Copy every one of the records below word for word, leaving the pictures out of your answer.
[START]
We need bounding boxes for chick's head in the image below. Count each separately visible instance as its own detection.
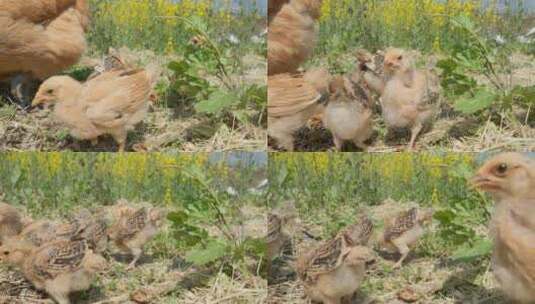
[345,246,375,265]
[149,208,167,227]
[384,48,407,73]
[32,76,79,107]
[0,239,33,265]
[471,153,535,200]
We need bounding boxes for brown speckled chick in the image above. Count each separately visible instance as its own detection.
[472,153,535,304]
[383,208,434,268]
[268,69,331,151]
[20,209,108,253]
[381,48,439,149]
[0,240,107,304]
[108,205,165,269]
[296,226,374,304]
[0,203,24,245]
[323,76,373,151]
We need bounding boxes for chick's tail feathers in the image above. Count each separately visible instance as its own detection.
[84,250,108,273]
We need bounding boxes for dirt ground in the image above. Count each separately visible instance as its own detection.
[268,200,509,304]
[0,50,267,152]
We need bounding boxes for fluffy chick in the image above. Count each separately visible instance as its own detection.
[0,203,24,245]
[338,215,374,246]
[323,76,373,151]
[383,208,434,268]
[109,205,165,269]
[381,48,439,150]
[268,69,331,151]
[268,0,322,75]
[0,240,107,304]
[0,0,89,102]
[16,209,108,253]
[296,234,374,304]
[472,153,535,303]
[32,70,153,152]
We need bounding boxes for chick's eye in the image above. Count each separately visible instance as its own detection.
[496,164,507,174]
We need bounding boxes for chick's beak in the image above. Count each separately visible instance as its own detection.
[470,173,499,191]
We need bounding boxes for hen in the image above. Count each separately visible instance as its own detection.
[383,208,434,268]
[0,0,89,102]
[0,240,107,304]
[472,153,535,303]
[381,48,439,150]
[32,69,153,152]
[296,230,374,304]
[268,69,331,151]
[109,205,165,269]
[323,76,373,151]
[268,0,322,75]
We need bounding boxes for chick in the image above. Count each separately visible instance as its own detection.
[383,208,434,268]
[0,240,107,304]
[338,215,374,246]
[0,269,48,304]
[0,203,24,245]
[0,0,89,103]
[20,209,108,253]
[268,0,322,75]
[32,70,153,152]
[381,48,439,150]
[323,76,373,151]
[109,206,165,269]
[351,49,385,96]
[296,234,374,304]
[472,153,535,303]
[268,69,330,151]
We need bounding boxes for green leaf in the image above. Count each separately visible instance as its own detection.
[450,239,492,262]
[454,88,497,114]
[186,240,229,266]
[195,90,239,114]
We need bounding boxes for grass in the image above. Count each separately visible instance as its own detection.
[0,153,266,304]
[269,153,507,304]
[0,0,267,152]
[280,0,535,152]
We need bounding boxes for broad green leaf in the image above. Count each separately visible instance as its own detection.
[195,90,239,114]
[186,240,229,266]
[454,88,497,114]
[451,239,492,262]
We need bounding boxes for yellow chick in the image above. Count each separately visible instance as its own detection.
[32,70,153,152]
[472,153,535,304]
[381,48,439,150]
[296,230,374,304]
[0,240,107,304]
[109,206,165,269]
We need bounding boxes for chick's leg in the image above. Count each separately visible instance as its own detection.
[407,123,423,151]
[392,240,410,268]
[353,139,368,152]
[333,136,344,151]
[112,129,127,152]
[126,248,143,270]
[47,286,71,304]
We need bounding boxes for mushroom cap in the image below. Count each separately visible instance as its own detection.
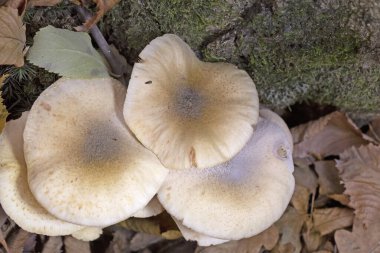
[133,196,164,218]
[124,34,259,169]
[0,112,83,236]
[158,111,294,240]
[173,218,228,246]
[24,78,168,227]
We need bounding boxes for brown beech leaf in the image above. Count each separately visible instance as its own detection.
[273,207,308,253]
[118,212,181,240]
[0,206,9,252]
[5,0,27,16]
[42,236,63,253]
[314,161,344,195]
[313,207,354,235]
[129,233,163,251]
[8,229,30,253]
[0,75,8,133]
[369,118,380,142]
[337,144,380,226]
[0,7,26,67]
[28,0,62,8]
[302,218,322,252]
[291,166,318,214]
[291,112,373,160]
[334,218,380,253]
[74,0,120,32]
[327,194,351,207]
[64,236,91,253]
[195,226,279,253]
[106,229,134,253]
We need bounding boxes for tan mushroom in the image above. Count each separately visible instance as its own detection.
[124,34,259,169]
[24,78,167,227]
[0,113,83,236]
[158,108,294,240]
[133,196,164,218]
[173,218,228,246]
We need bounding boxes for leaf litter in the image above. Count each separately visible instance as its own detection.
[0,3,380,253]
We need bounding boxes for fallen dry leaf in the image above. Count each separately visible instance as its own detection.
[8,229,30,253]
[195,226,279,253]
[28,0,62,8]
[290,165,318,214]
[302,218,322,252]
[337,144,380,226]
[369,118,380,142]
[106,229,134,253]
[73,0,120,32]
[118,212,181,239]
[334,219,380,253]
[129,233,163,251]
[313,207,354,236]
[5,0,27,16]
[291,112,373,160]
[314,161,344,195]
[64,236,91,253]
[273,207,308,253]
[0,75,8,133]
[328,194,351,207]
[42,236,63,253]
[0,206,9,252]
[0,7,26,67]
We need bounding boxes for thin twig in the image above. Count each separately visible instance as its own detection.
[75,6,126,84]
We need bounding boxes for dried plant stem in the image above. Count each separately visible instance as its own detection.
[75,6,126,84]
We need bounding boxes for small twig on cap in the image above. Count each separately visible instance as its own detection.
[75,6,126,84]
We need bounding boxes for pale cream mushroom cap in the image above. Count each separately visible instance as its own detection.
[24,78,167,227]
[0,112,83,236]
[172,217,228,246]
[124,34,259,169]
[72,227,103,241]
[132,196,164,218]
[158,111,294,240]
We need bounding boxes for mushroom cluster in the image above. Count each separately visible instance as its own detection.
[0,34,294,246]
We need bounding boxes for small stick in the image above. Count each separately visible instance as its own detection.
[75,6,126,84]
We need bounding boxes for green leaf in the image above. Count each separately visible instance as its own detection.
[27,25,108,78]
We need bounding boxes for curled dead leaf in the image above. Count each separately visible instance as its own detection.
[337,144,380,226]
[118,212,181,240]
[291,112,374,160]
[314,161,344,195]
[313,207,354,235]
[28,0,62,8]
[274,207,308,253]
[369,118,380,143]
[0,7,26,67]
[0,75,8,133]
[334,219,380,253]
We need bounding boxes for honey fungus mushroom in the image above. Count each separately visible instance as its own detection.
[0,112,90,239]
[124,34,259,169]
[158,108,294,243]
[24,78,168,227]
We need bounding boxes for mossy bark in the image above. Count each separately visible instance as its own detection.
[103,0,380,112]
[17,0,380,113]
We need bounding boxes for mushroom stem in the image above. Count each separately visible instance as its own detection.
[75,6,126,85]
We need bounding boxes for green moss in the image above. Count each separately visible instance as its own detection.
[205,0,380,111]
[147,0,241,49]
[99,1,161,62]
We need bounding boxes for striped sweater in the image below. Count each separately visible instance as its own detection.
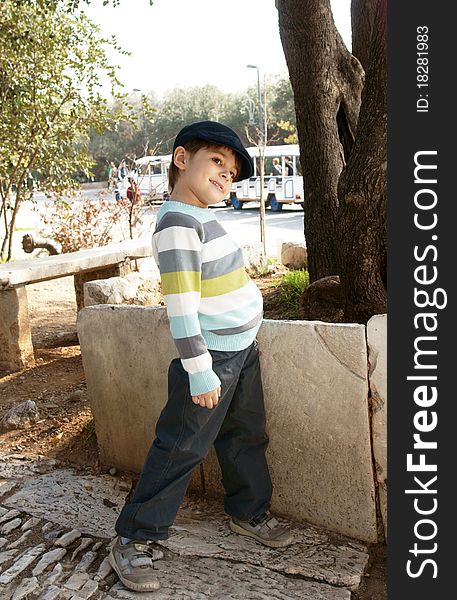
[152,200,263,396]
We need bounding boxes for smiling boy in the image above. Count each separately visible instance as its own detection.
[110,121,292,591]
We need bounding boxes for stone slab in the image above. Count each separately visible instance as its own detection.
[0,288,35,375]
[0,469,368,600]
[107,558,351,600]
[0,238,152,291]
[4,469,126,539]
[367,315,387,539]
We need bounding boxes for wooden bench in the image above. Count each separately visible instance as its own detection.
[0,239,152,374]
[END]
**EXERCISE ANSWER**
We need bounding boxes for chick's head in the image below. Count each separately visible instance as its own detection.
[345,246,375,265]
[149,208,167,227]
[384,48,407,73]
[32,76,79,107]
[0,239,33,265]
[471,153,535,200]
We need bounding boxes for brown speckled chick in the image above. Count each separately visible instance as its own detection.
[472,153,535,304]
[383,208,434,268]
[268,69,331,151]
[20,209,108,253]
[381,48,439,149]
[0,240,107,304]
[108,205,165,269]
[296,226,374,304]
[0,203,24,245]
[323,76,373,151]
We need bounding boxes for chick's tail feathers in the image above. Count each separately visible instance as its own detection.
[84,250,108,273]
We need bounding boxes for dirt ground in the image above. Count each separately visible instance as its own detection.
[268,200,509,304]
[0,50,267,152]
We need bounding boxes for fluffy chick in the image above. Count each separately visible instance as its own detection.
[0,203,24,245]
[338,215,374,246]
[323,76,373,151]
[383,208,434,268]
[109,205,165,269]
[381,48,439,150]
[268,69,331,151]
[268,0,322,75]
[0,240,107,304]
[0,0,89,102]
[16,209,108,253]
[296,234,374,304]
[472,153,535,303]
[32,70,153,152]
We need bounding boxes for chick's eye in the image above. Count each separately visible instance as its own detection.
[496,164,507,174]
We need bounding boxes for chick's beak in the image above. Count each separately visible instance as its own detection.
[470,173,499,191]
We need bounding boxes for hen in the image above. Count each separately visible instance as its own detection.
[383,208,434,268]
[0,0,89,102]
[0,240,107,304]
[472,153,535,303]
[381,48,439,150]
[32,69,153,152]
[296,230,374,304]
[268,69,331,151]
[109,205,165,269]
[323,76,373,151]
[268,0,322,75]
We need bounding boxes for chick in the image above. Count each separately visible instance as its own detection.
[383,208,434,268]
[0,240,107,304]
[338,215,374,246]
[0,269,48,304]
[0,203,24,245]
[0,0,89,103]
[20,209,108,253]
[268,0,322,75]
[32,70,153,152]
[381,48,439,150]
[323,76,373,151]
[109,206,165,269]
[351,49,385,96]
[296,234,374,304]
[472,153,535,303]
[268,69,330,151]
We need bounding boxes for green leaf in the image above. Count each separately visible instance as its own detection.
[450,239,492,262]
[454,88,497,114]
[186,240,229,266]
[195,90,239,114]
We need bounding boxes for grass in the image above. Count each separately visible instance as its own detection.
[0,153,266,304]
[269,153,507,304]
[0,0,267,152]
[280,0,535,152]
We need bounding boxes for broad green leaf in the image above. Count each separately visible instance as its own detection.
[195,90,239,114]
[186,240,229,266]
[454,88,497,114]
[451,239,492,262]
We need bounding boxes for yellow chick in the image above. Count each separately visible instance as its own detection.
[32,70,153,152]
[472,153,535,304]
[381,48,439,150]
[296,230,374,304]
[0,240,107,304]
[109,206,165,269]
We need bounding boxes for chick's leg in the image above. Count each separately visible instance as its own detection.
[407,123,423,151]
[392,240,410,268]
[353,139,368,152]
[333,136,344,151]
[112,129,127,152]
[126,248,143,270]
[47,286,71,304]
We need bounding boxes for mushroom cap in the image below. Count each separately visible instance as its own detection.
[133,196,164,218]
[124,34,259,169]
[0,112,83,236]
[158,111,294,240]
[173,218,228,246]
[24,78,168,227]
We need bounding boxes for brown beech leaf in the image above. Count each separately visible instance as its own detection.
[273,207,308,253]
[118,212,181,240]
[0,206,9,252]
[5,0,27,16]
[42,236,63,253]
[314,161,344,195]
[313,207,354,235]
[129,233,163,251]
[8,229,30,253]
[0,75,8,133]
[369,118,380,142]
[337,144,380,226]
[0,7,26,67]
[28,0,62,8]
[302,218,322,252]
[291,166,318,214]
[291,112,373,160]
[334,218,380,253]
[74,0,120,32]
[327,194,351,207]
[64,236,91,253]
[195,226,279,253]
[106,229,134,253]
We need bounding boxes for tan mushroom in the image above. Count each separately visible instance as its own detection.
[124,34,259,169]
[24,78,167,227]
[0,113,83,236]
[158,108,294,240]
[133,196,164,218]
[173,218,228,246]
We need bounding boxes for leaf litter in the image above. Count each separately visible instance as its own detection.
[0,3,380,253]
We need bounding boxes for fallen dry leaf in the image above. Count each separately visible instance as its own detection.
[8,229,30,253]
[195,226,279,253]
[28,0,62,8]
[290,165,318,214]
[302,218,322,252]
[337,144,380,226]
[369,118,380,142]
[106,229,134,253]
[73,0,120,32]
[118,212,181,239]
[334,219,380,253]
[129,233,163,251]
[313,207,354,236]
[5,0,27,16]
[291,112,373,160]
[314,161,344,195]
[64,236,91,253]
[273,207,308,253]
[0,75,8,133]
[328,194,351,207]
[42,236,63,253]
[0,206,9,252]
[0,7,26,67]
We need bounding boxes for thin twig in the image above. Count each separately visible instance as its own detection.
[75,6,126,84]
We need bounding boxes for dried plant stem in the image above. Count each separately visible instance as its own detection.
[75,6,126,84]
We need bounding boxes for small twig on cap in the image above. Count each separately visible instance as its own detection.
[75,6,126,84]
We need bounding boxes for pale cream mushroom cap in the image above. Count each separately visible instance as its own detection.
[24,78,167,227]
[0,112,83,236]
[172,217,228,246]
[124,34,259,169]
[72,227,103,241]
[132,196,164,218]
[158,111,294,240]
We need bounding boxes for mushroom cluster in the image above. Count each separately visible instance as its own detection.
[0,34,294,246]
We need bounding boxes for small stick in the image above. Count each separately visible instance as its own detection.
[75,6,126,84]
We need bounding boxes for green leaf in the image above. Count each separately visible instance as its own detection.
[27,25,108,78]
We need bounding boxes for curled dead leaf in the image above. Count each separately visible instance as its own detection.
[337,144,380,226]
[118,212,181,240]
[291,112,374,160]
[314,161,344,195]
[313,207,354,235]
[28,0,62,8]
[274,207,308,253]
[369,118,380,143]
[0,7,26,67]
[0,75,8,133]
[334,219,380,253]
We need bounding boxes for honey fungus mushroom in the image above. Count each separately visible instance as its own detection.
[0,112,90,239]
[124,34,259,169]
[158,108,294,243]
[24,78,168,227]
We need bounding boxes for mossy bark in the image above. Count each separately visible instance as its own detection.
[103,0,380,112]
[17,0,380,113]
We need bounding boxes for mushroom stem in the image above. Count each separately visible instance as its own detection.
[75,6,126,85]
We need bounding boxes for green moss in the image above. Count each separately visible instance as its own detection.
[205,0,380,111]
[147,0,241,49]
[99,1,161,62]
We need bounding boxes for striped sweater in the image below. Count each separately visible instance as its own detection.
[152,200,263,396]
We need bounding boxes for smiling boy in the image above. Count each separately visible instance as its own detection.
[110,121,292,591]
We need bounding boxes for stone slab in the image above. Count each separately visible instance as its own detection.
[0,288,35,375]
[0,469,368,600]
[107,558,351,600]
[0,238,152,291]
[4,469,126,539]
[367,315,387,539]
We need bounding boxes for wooden bench in the image above. Count each separately visible instance as its own detection.
[0,239,152,374]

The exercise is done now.